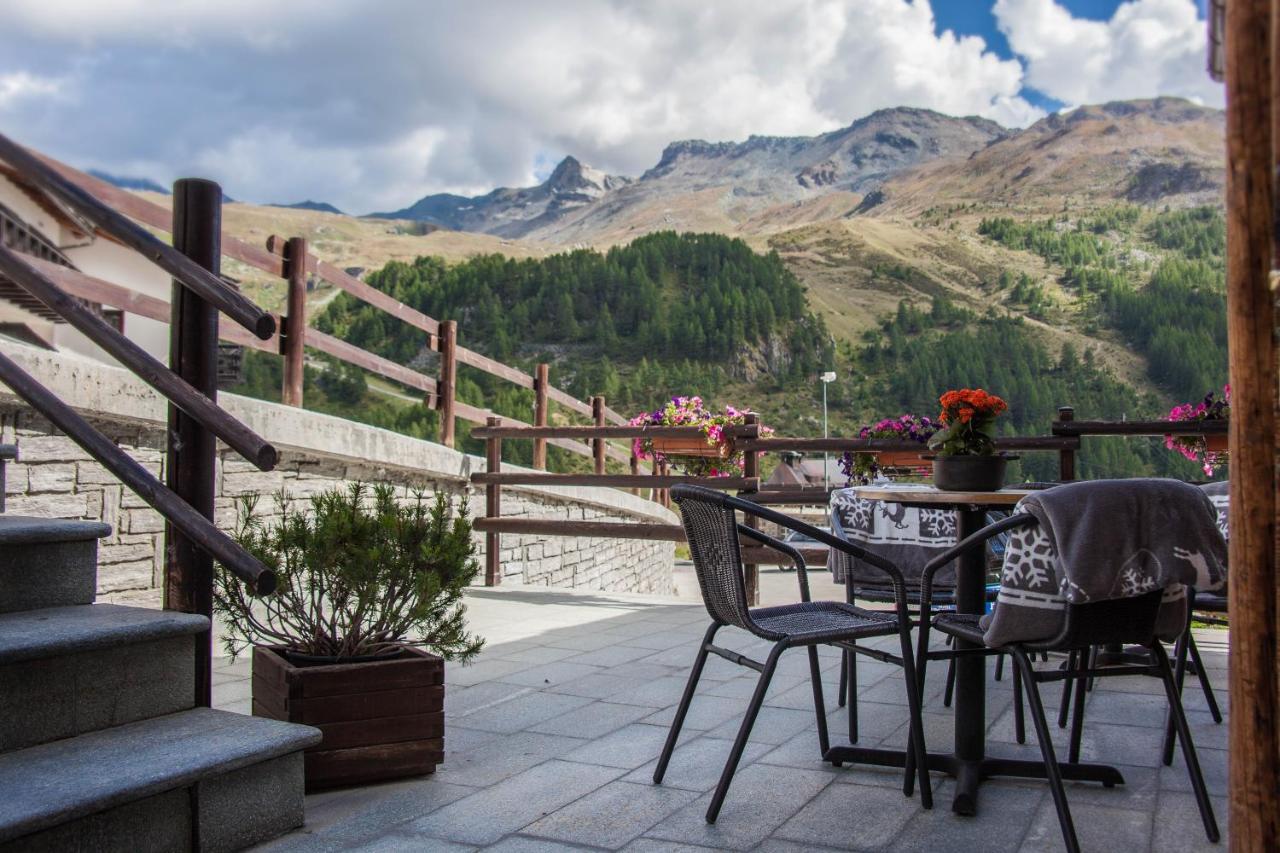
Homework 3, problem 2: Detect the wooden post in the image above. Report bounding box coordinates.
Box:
[1225,0,1280,850]
[591,397,605,474]
[1057,406,1075,483]
[481,412,502,587]
[534,364,552,471]
[280,237,307,407]
[435,320,458,447]
[742,412,760,607]
[164,179,223,707]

§ §

**Given exercise**
Reproduce each item above word for word, leaving out the pictures.

**Result below**
Homework 3, problem 2: Detect the wooden post in the image above. Report bounding box coordinates.
Box:
[1225,0,1280,850]
[591,397,605,474]
[1057,406,1075,483]
[481,412,502,587]
[534,364,552,471]
[280,237,307,407]
[435,320,458,447]
[742,412,760,607]
[164,179,223,707]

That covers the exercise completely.